# Raw data
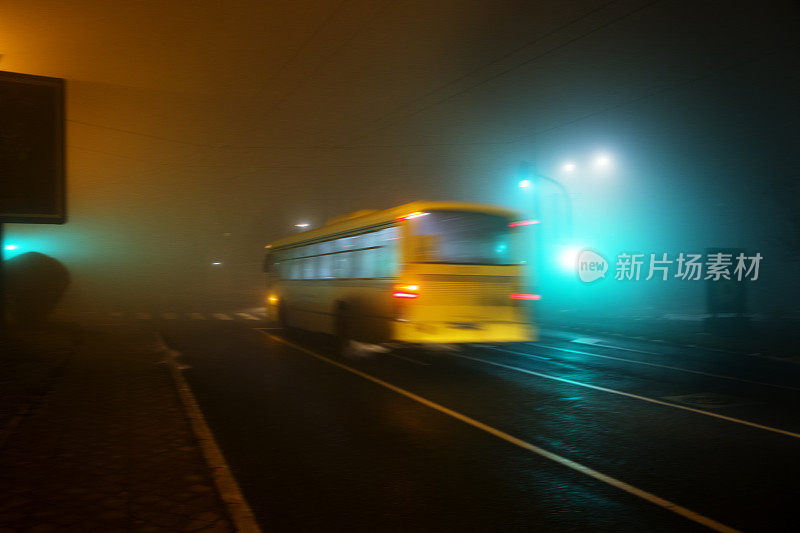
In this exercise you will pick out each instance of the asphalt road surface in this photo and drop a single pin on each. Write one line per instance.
(566, 434)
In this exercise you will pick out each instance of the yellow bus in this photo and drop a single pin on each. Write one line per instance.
(424, 272)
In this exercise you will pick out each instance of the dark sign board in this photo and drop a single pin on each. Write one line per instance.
(32, 185)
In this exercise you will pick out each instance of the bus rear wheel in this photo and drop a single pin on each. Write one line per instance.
(283, 319)
(342, 334)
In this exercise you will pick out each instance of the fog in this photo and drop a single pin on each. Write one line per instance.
(199, 132)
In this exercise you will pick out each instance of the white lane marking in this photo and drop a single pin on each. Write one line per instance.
(630, 489)
(609, 346)
(542, 357)
(635, 396)
(224, 480)
(679, 369)
(409, 359)
(586, 340)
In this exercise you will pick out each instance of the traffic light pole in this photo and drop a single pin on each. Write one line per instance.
(2, 287)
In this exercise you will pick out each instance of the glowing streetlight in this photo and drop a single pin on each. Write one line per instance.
(602, 161)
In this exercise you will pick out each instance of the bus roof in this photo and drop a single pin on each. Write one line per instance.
(365, 218)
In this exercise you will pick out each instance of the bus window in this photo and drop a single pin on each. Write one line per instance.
(463, 238)
(342, 265)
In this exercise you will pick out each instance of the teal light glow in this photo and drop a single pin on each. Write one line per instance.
(568, 258)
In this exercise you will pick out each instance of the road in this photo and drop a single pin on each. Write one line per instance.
(566, 434)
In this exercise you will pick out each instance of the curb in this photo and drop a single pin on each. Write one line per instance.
(231, 495)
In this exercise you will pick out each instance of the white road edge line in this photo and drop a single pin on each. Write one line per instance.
(630, 489)
(227, 486)
(518, 353)
(721, 376)
(635, 396)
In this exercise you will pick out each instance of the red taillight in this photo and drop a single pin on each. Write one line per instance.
(399, 294)
(406, 291)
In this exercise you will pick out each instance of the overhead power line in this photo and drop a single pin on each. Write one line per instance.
(519, 65)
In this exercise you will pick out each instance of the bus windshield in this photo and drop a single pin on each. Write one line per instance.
(462, 237)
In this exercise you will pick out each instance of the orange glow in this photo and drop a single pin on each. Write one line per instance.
(415, 214)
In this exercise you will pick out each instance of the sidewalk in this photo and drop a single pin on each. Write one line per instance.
(107, 447)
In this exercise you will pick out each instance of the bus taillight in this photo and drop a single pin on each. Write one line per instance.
(406, 291)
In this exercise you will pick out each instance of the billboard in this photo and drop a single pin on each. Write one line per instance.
(32, 182)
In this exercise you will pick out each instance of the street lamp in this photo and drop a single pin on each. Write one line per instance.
(602, 161)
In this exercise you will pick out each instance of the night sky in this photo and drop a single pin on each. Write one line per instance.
(199, 131)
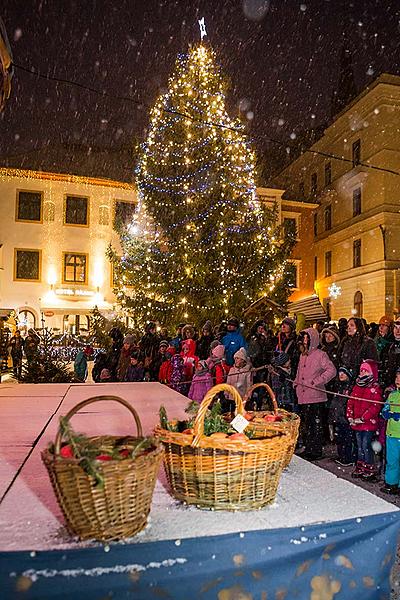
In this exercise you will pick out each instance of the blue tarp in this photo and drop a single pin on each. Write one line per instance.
(341, 560)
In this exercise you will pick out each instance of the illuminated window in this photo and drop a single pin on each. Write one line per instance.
(356, 152)
(328, 218)
(357, 253)
(123, 213)
(76, 210)
(356, 202)
(328, 264)
(49, 211)
(328, 173)
(104, 215)
(27, 264)
(75, 268)
(29, 206)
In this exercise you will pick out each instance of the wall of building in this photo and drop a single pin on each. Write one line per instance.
(51, 295)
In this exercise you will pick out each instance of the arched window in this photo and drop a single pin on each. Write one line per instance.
(358, 304)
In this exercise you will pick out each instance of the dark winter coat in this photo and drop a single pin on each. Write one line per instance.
(354, 349)
(338, 405)
(391, 362)
(232, 342)
(134, 373)
(203, 346)
(315, 369)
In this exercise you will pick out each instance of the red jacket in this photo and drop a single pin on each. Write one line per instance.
(360, 409)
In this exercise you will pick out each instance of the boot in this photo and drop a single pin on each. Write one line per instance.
(370, 472)
(358, 471)
(390, 488)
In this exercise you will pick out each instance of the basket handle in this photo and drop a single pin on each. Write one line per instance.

# What is asked
Quote every line of the records above exactly; no picture is to be copied.

# Result of this exercise
In this exercise you will pick out each instance of the asphalt road surface in this photo and drop a single pin on each. Write one line per instance.
(566, 434)
In this exercise you will pick out each instance of the yellow bus in this photo and drop a single pin on each. Write one line per instance.
(424, 272)
In this exercise you will pick out each instance of the dark sign board in this photo and drop a single pin on each. Write one line per instance.
(32, 185)
In this exercise you will pick out each instance of the bus rear wheel in this photo and drop a single pin on each. Write one line per instance.
(283, 319)
(342, 334)
In this exercise you will pick out each instance of the fog in this photo and drop a single pin on each. Write one line per instance.
(199, 132)
In this exercise you will pick out each instance of the white lane marking in this photo and drop a single pin on each. Write one line per instance.
(630, 489)
(609, 346)
(542, 357)
(635, 396)
(224, 480)
(679, 369)
(409, 359)
(586, 340)
In this exercise you will pick out each instance of the traffic light pole in this photo and drop a single pin on each. Write one line per instance.
(2, 287)
In this exercise you will pick out each instance of the glowing streetlight in this photo and drop a single pin on each. Write one line per instance.
(602, 161)
In this exercise you will pick out each instance of the bus roof in this photo and drop a single pin on each. Write one line per instance.
(365, 218)
In this exercise you will pick out each instance of the bus window in this photo and drop a single pin on each. Write one line per instance.
(463, 238)
(342, 265)
In this exercise you will pick out each instance of the teal light glow in this photo and drop a single pin on each. Write one line per instance.
(568, 258)
In this exercise you will pick out each instance of the road in this photo and drop a single pin on each. Write one line per instance.
(566, 434)
In this exercise you will pick out each instance of the curb in this photo and drop a single pin on each. Write one line per instance.
(231, 495)
In this exercise you will pick out each instance of the white road edge line in this photo and drop a single pin on each. Write one line per instance.
(630, 489)
(227, 486)
(518, 353)
(721, 376)
(635, 396)
In this exercise you will pick out each instance of the red taillight in this photo and drop a single pin on each. Write one line per instance.
(399, 294)
(406, 291)
In this exercise you will pick out each instance of the overhead power line in this photo and drop a single pin on each. Write one line per instance.
(519, 65)
In this exercise you will pick out each instance of the bus windshield in this photo and drop a single pin on each. Write one line per instance.
(462, 237)
In this exercise you will pick out each instance of the orange glow in this photo and drop a single pin on each. Write one line per instance.
(415, 214)
In this exercise you will pick out each instance of the sidewalk in this photo and drop a single pin on each. Write one line per instance.
(107, 447)
In this exercise you will pick out each instance of the bus taillight in this photo and drop a single pin on each. Write one line per instance.
(406, 291)
In this exercise you will pick out each instance of the billboard in this photo and drop a single pin on each. Write one line per instance.
(32, 182)
In this exercise you will pick out each instance of the street lamp in this photo and drop a single pin on each. Write one line per instance.
(602, 161)
In this exercise you will pick out each instance of the night sky in this photo and drop a single pin on each. Write one line per instance.
(199, 131)
In this exercise you will pick out each instance of the blue tarp in this photo and drop a single pin on each. Write one line per instance.
(341, 560)
In this exercise you will pick out each instance of the illuminated window in this photo and drop a single pin on each. Write one line per instance.
(356, 152)
(328, 218)
(357, 253)
(123, 213)
(76, 210)
(356, 202)
(328, 264)
(49, 211)
(328, 173)
(104, 215)
(27, 264)
(75, 268)
(29, 206)
In this exercise you will pick out each instance of the wall of building in this photo and drop a single pin on each. Write one line per instance.
(51, 295)
In this exercise you will pick out each instance of the arched window in this photo and drop a single pin on each. Write one line per instance.
(358, 304)
In this exercise you will pick out each instance of the dark winter coat in this photo and drop a single pin on each. Write one line per instance.
(354, 349)
(338, 405)
(391, 362)
(232, 342)
(134, 373)
(203, 346)
(315, 369)
In this exercise you will pick out each instance of the red jacket in this photo and drop a single pin on each. Write one line per instance.
(360, 409)
In this exercise you will pick out each instance of the boot in this photo and drop a single pin on each. Write one line per instance.
(370, 472)
(358, 471)
(390, 488)
In this exercise you will pick out each instance of the basket handle in this photo and drop a single pin on each. Write one line per instance.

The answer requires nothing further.